**What needs to be done:** Without changing anything, set down every line shown below.

**Extracted data:**
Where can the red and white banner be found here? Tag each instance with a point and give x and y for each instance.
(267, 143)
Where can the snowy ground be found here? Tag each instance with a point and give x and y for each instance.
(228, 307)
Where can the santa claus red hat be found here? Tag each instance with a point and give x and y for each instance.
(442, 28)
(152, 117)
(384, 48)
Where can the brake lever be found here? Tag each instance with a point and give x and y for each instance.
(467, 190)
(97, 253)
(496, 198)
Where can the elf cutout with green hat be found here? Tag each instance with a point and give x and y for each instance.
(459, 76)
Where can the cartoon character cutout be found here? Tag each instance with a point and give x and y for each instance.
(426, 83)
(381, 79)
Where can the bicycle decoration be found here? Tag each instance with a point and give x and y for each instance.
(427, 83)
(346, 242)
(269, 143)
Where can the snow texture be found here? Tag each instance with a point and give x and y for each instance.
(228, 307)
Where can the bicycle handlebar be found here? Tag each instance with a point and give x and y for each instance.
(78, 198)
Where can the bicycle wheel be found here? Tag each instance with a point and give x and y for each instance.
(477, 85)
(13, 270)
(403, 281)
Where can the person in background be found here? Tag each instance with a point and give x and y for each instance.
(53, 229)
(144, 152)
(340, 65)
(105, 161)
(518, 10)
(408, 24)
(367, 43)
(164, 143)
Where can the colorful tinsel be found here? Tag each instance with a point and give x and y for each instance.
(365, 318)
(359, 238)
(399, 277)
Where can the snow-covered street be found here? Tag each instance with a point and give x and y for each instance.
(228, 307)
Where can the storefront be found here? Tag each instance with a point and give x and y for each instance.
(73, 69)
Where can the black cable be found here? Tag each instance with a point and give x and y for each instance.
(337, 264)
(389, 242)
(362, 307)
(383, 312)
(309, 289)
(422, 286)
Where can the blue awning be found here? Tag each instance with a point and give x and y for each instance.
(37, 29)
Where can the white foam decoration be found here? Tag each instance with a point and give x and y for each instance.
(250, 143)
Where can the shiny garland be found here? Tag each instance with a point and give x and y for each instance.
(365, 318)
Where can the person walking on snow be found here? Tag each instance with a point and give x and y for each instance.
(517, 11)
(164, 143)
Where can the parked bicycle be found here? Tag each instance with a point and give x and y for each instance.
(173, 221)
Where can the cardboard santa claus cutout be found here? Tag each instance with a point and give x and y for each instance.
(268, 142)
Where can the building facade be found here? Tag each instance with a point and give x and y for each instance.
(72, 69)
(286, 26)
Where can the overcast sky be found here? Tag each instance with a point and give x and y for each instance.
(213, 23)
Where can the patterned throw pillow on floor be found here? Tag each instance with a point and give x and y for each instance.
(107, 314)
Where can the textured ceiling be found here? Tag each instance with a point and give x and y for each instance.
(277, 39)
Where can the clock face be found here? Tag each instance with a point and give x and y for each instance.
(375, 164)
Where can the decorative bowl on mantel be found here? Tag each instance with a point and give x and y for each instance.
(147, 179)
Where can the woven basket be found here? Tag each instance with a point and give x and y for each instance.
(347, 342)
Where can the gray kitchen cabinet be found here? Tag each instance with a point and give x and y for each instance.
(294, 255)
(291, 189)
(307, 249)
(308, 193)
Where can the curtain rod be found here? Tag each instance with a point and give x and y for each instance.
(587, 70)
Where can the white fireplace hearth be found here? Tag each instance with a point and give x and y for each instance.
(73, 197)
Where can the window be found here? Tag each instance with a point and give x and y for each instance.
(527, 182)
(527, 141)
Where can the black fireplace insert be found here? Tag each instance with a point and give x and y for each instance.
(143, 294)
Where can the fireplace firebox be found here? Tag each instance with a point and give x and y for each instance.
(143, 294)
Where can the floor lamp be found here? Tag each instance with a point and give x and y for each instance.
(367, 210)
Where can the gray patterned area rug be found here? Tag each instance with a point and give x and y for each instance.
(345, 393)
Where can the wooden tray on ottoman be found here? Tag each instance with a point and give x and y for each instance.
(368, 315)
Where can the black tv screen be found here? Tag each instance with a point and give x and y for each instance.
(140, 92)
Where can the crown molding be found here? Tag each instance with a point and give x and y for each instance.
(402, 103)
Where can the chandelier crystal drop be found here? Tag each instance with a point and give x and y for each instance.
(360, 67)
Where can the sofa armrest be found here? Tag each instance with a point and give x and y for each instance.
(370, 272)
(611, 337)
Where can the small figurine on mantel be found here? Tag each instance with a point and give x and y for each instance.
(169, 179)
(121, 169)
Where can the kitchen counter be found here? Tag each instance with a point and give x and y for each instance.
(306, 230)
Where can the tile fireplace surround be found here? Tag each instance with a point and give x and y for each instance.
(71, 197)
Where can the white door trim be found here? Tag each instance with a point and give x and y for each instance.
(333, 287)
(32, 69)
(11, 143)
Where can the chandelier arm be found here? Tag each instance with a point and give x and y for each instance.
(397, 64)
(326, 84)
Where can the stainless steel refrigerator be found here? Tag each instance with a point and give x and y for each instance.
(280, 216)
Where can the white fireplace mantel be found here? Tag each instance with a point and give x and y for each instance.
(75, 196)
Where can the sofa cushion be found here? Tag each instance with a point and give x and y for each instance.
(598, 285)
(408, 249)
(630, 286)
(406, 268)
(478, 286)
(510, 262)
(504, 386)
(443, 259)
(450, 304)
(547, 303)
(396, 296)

**Response to this exercise:**
Where can the red and white banner be found here? Tag each instance with a point and give x and y for each instance.
(267, 143)
Where can the snowy ground be found here? Tag each instance with a point and give x and y for each instance.
(228, 307)
Where can the santa claus red hat be found here? Tag each instance with a point and give x and y for each instance.
(442, 28)
(152, 117)
(384, 48)
Where can the brake lever be found here? Tag each instance with a point and give x and y for each instance.
(467, 190)
(97, 253)
(496, 198)
Where can the elf cutout with green hat be found here? Tag each instance with a point and give x and y for each instance.
(459, 76)
Where can the cartoon character cutout be found here? Tag each instance with a point and give x and y for each instance.
(426, 83)
(381, 79)
Where can the bicycle decoration be found here? Tag each instance with a point and give x and y for each instance.
(427, 83)
(346, 242)
(269, 143)
Where can the snow texture be found here? Tag each instance with a point and give x and y for each instance.
(228, 307)
Where can the bicycle handlebar be found here? Tag each instance with a point and give x and y for each instance.
(78, 198)
Where can the bicycle wheel be found here? Tag each instance with a point and give x and y for each instance.
(477, 85)
(13, 270)
(403, 281)
Where can the person in background be found here? Tag each instance with a point and give x and y for each instance.
(53, 229)
(144, 152)
(340, 65)
(105, 161)
(518, 10)
(408, 24)
(367, 43)
(164, 143)
Where can the colorful tinsel be found here? Tag each instance with a point and give x and y for each instance.
(365, 318)
(359, 238)
(399, 277)
Where can the snow-covered street be found here? Tag each instance with a point and give x and y for each instance.
(228, 307)
Where can the storefront be found here? Tag each instance with a point and give x and y for each instance.
(73, 69)
Where can the black cable be found here? Tag each instance with a point and give x and y for each instance.
(337, 264)
(389, 242)
(362, 307)
(383, 312)
(309, 289)
(422, 286)
Where can the blue awning be found here? Tag each instance with a point and give x and y for each instance.
(37, 29)
Where can the white foam decoration be found here? Tag each instance with a point and give x and y for each instance.
(250, 143)
Where can the shiny garland be found here? Tag each instance with a point and give x and y for each instance.
(365, 318)
Where can the person walking on snow be found here? Tag each instance with a point and give x and y for each instance.
(517, 11)
(164, 143)
Where can the parked bicycle be found here? Tag each instance with a point and give x and y for each instance.
(173, 221)
Where can the cardboard santa claus cutout be found here? Tag each instance with a point and give x and y for each instance.
(268, 142)
Where can the building facade be found here? Tag each instance with a point and give x and y for each instance.
(72, 69)
(286, 26)
Where can the overcast sky be found here? Tag each instance with a point and give x and y for each instance.
(213, 23)
Where can the patterned throw pillow on floor be found here? Tag each instance with a point and give x and y for each instance.
(107, 314)
Where can the textured ceiling be found here? Tag each instance with a point and give x and y for each instance.
(277, 39)
Where can the clock face be found here? Tag each instance with a point and give x and y for each instance.
(375, 164)
Where can the decorative bowl on mantel be found here? Tag each instance with a point and give x and y for each instance.
(147, 179)
Where can the woven basket be found here? Tag each instance with a point and give x and y for each instance.
(347, 342)
Where can the gray kitchen cabinet be found here? Tag each instance with a point and give x and y for each instance.
(294, 255)
(291, 189)
(307, 249)
(308, 193)
Where can the curtain rod be found here? Tag each instance with a point and give x and y for each instance.
(587, 70)
Where can the white fireplace hearth be found here? Tag each instance with a point and give x and y for each instance.
(73, 197)
Where can the window be found here? Tag each instance with a point and give x and y for each instance.
(527, 182)
(527, 141)
Where can the black fireplace insert be found here? Tag each instance with a point and give x and y for each instance.
(143, 294)
Where can the fireplace firebox be found here? Tag each instance with a point and give x and y for each instance.
(143, 294)
Where can the floor lamp be found here? Tag each instance with a point and give x and y for each instance.
(367, 210)
Where can the gray patterned area rug be found here? Tag each instance with a point and give x and y for each instance.
(345, 393)
Where can the wooden tray on ottoman be found here? Tag each instance with a point and give x and y for each instance.
(368, 315)
Where can the black tv screen be found here? Tag each instance with a point and give x and y for each instance.
(140, 92)
Where can the crown molding be found here? Tag each instance with a point and give x and y for each instance.
(402, 103)
Where can the chandelier crystal drop be found here? Tag each instance with a point and give x and y for each instance.
(360, 67)
Where can the sofa armrest be found here? Tag each instance with a point and give x and y for each instance.
(370, 272)
(611, 337)
Where can the small figurine on mantel be found here? Tag each instance with a point and give x and y for each instance.
(169, 179)
(121, 169)
Where can the kitchen counter be found here? Tag each instance with a point and give x and y for each instance.
(306, 230)
Where can the tile fireplace surround be found here? Tag each instance with a point and give x and y for each instance.
(71, 197)
Where can the white door trim be found here? Tag each instance with a point and give x and y for each instance.
(333, 287)
(32, 69)
(11, 143)
Where can the chandelier arm be found here? Tag each instance with a point and give x and y for each instance.
(397, 64)
(326, 84)
Where can the stainless steel refrigerator be found here? Tag each instance with a point and give x and y for each instance.
(280, 216)
Where can the white fireplace mantel be found here? Tag each instance with a point and give x and y for each instance.
(75, 196)
Where can the sofa cushion be found here? Tag each instance with a point and give x and y for each instance.
(598, 285)
(408, 249)
(630, 286)
(406, 268)
(478, 286)
(510, 262)
(504, 386)
(443, 259)
(450, 304)
(547, 303)
(396, 296)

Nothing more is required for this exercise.